-- START Entries shown --

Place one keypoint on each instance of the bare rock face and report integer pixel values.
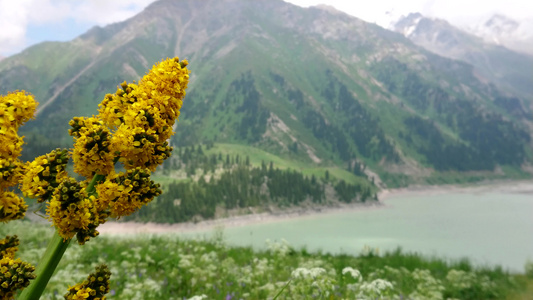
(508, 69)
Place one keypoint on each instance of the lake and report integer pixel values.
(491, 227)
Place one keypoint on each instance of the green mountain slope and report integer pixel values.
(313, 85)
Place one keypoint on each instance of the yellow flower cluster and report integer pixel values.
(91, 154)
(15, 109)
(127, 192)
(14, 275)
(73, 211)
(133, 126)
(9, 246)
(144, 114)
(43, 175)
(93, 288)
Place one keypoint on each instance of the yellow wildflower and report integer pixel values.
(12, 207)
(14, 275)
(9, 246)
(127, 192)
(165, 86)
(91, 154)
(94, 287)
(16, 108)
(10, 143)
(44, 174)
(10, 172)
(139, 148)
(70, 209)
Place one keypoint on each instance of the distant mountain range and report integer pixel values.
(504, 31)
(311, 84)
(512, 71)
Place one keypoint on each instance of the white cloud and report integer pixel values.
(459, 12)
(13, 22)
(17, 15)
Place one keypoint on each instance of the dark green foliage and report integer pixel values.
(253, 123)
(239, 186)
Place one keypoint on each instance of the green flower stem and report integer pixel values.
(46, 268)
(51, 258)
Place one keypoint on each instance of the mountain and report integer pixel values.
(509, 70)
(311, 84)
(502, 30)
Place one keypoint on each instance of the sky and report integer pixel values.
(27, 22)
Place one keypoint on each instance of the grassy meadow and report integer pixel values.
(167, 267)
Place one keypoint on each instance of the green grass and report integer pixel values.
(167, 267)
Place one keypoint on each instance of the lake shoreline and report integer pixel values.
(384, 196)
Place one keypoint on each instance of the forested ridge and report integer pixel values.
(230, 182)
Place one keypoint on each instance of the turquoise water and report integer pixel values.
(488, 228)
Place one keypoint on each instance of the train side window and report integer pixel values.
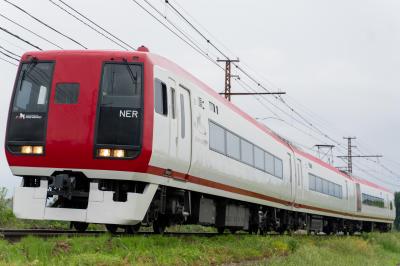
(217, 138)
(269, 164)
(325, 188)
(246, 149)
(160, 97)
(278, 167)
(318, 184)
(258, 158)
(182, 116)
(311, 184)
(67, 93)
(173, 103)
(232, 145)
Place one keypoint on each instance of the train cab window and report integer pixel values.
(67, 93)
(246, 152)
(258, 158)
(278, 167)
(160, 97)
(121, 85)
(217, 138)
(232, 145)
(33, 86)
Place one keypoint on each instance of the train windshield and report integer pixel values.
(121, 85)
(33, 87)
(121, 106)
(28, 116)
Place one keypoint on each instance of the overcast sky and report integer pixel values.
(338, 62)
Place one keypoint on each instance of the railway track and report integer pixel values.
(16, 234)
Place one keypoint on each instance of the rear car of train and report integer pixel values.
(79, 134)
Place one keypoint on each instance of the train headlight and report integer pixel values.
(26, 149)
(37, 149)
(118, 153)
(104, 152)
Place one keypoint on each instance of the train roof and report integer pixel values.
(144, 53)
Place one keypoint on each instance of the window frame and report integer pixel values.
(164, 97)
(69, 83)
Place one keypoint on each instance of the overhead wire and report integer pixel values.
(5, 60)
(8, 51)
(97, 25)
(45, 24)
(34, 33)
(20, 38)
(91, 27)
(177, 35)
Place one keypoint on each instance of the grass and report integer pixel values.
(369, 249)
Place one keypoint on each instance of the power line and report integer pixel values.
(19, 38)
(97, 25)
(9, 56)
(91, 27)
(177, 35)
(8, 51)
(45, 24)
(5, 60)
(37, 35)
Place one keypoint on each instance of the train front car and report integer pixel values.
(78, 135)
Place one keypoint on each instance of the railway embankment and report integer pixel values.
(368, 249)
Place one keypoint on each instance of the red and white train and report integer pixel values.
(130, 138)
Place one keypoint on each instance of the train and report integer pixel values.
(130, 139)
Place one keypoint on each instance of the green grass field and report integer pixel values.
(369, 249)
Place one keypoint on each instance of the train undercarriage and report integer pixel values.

-- END Entries shown --

**What you should do:** Recast every line of the records above as a JSON array of strings, one string per line. Leave out blank lines and the picture markers.

**Output for this task:**
[
  "Place one keypoint on each instance of the bare rock face and report integer pixel values.",
  "(508, 69)",
  "Place one keypoint on each instance of the lake and report integer pixel values.",
  "(491, 227)",
  "Place one keypoint on each instance of the green mountain slope and report integer pixel values.",
  "(313, 85)",
  "Place one keypoint on each instance of the yellow flower cluster and report integer pixel values.",
  "(91, 154)",
  "(15, 109)",
  "(127, 192)",
  "(14, 275)",
  "(73, 211)",
  "(133, 126)",
  "(9, 246)",
  "(144, 114)",
  "(43, 175)",
  "(93, 288)",
  "Place one keypoint on each instance of the yellow wildflower and report integer pixel values.",
  "(12, 207)",
  "(14, 275)",
  "(9, 246)",
  "(127, 192)",
  "(165, 86)",
  "(91, 154)",
  "(94, 287)",
  "(16, 108)",
  "(10, 143)",
  "(44, 174)",
  "(10, 172)",
  "(139, 148)",
  "(70, 209)",
  "Place one keypoint on each instance of the distant mountain range and report integer pixel values.",
  "(504, 31)",
  "(311, 84)",
  "(512, 71)",
  "Place one keypoint on each instance of the white cloud and report integer pixel values.",
  "(459, 12)",
  "(13, 22)",
  "(17, 15)",
  "Place one keypoint on each instance of the dark green foliage and report integer pixel values.",
  "(253, 123)",
  "(239, 186)",
  "Place one keypoint on each instance of the green flower stem and report integer pixel values.",
  "(46, 268)",
  "(51, 258)",
  "Place one keypoint on each instance of the mountain and report integer pixel values.",
  "(509, 70)",
  "(311, 84)",
  "(502, 30)",
  "Place one keypoint on each instance of the sky and report integer pixel values.",
  "(27, 22)",
  "Place one keypoint on each instance of the grassy meadow and report integer pixel values.",
  "(167, 267)",
  "Place one keypoint on each instance of the green grass and report integer pixel values.",
  "(167, 267)",
  "Place one keypoint on each instance of the lake shoreline and report integer pixel values.",
  "(384, 196)",
  "Place one keypoint on each instance of the forested ridge and report integer pixel values.",
  "(230, 182)",
  "Place one keypoint on each instance of the turquoise water and report integer pixel values.",
  "(488, 228)",
  "Place one keypoint on each instance of the train side window and report integer pixel values.",
  "(217, 138)",
  "(269, 164)",
  "(325, 188)",
  "(246, 149)",
  "(160, 97)",
  "(278, 167)",
  "(318, 184)",
  "(258, 158)",
  "(182, 116)",
  "(311, 184)",
  "(67, 93)",
  "(173, 103)",
  "(232, 145)",
  "Place one keypoint on each instance of the train cab window and report integer pixel values.",
  "(67, 93)",
  "(246, 152)",
  "(258, 158)",
  "(278, 167)",
  "(160, 97)",
  "(121, 85)",
  "(217, 138)",
  "(232, 145)",
  "(33, 86)",
  "Place one keypoint on each instance of the train windshield and report integer pixel values.",
  "(121, 85)",
  "(33, 87)",
  "(121, 106)",
  "(28, 116)",
  "Place one keypoint on each instance of the overcast sky and report integer pixel values.",
  "(338, 62)",
  "Place one keypoint on each instance of the railway track and report integer pixel values.",
  "(16, 234)",
  "Place one keypoint on each instance of the rear car of train and report integer pixel values.",
  "(79, 134)",
  "Place one keypoint on each instance of the train headlight and report integer pixel values.",
  "(26, 149)",
  "(37, 149)",
  "(118, 153)",
  "(104, 152)",
  "Place one keypoint on each instance of the train roof and report integer pixel values.",
  "(144, 53)",
  "Place one keypoint on each instance of the window frame and report integer pixel values.",
  "(164, 97)",
  "(69, 83)",
  "Place one keypoint on each instance of the overhead wire and report integer pixel values.",
  "(5, 60)",
  "(8, 51)",
  "(97, 25)",
  "(45, 24)",
  "(34, 33)",
  "(20, 38)",
  "(91, 27)",
  "(177, 35)",
  "Place one keypoint on each instance of the grass and report integer pixel values.",
  "(369, 249)",
  "Place one keypoint on each instance of the power line and report integer pixel values.",
  "(19, 38)",
  "(97, 25)",
  "(9, 56)",
  "(91, 27)",
  "(177, 35)",
  "(8, 51)",
  "(45, 24)",
  "(5, 60)",
  "(37, 35)",
  "Place one keypoint on each instance of the train front car and report integer pixel values.",
  "(78, 135)",
  "Place one keypoint on each instance of the railway embankment and report integer pixel values.",
  "(368, 249)",
  "Place one keypoint on each instance of the red and white train and report integer pixel values.",
  "(130, 138)",
  "Place one keypoint on each instance of the train and report integer pixel values.",
  "(130, 139)",
  "Place one keypoint on each instance of the green grass field and report integer pixel values.",
  "(369, 249)",
  "Place one keypoint on each instance of the train undercarriage and report integer pixel values."
]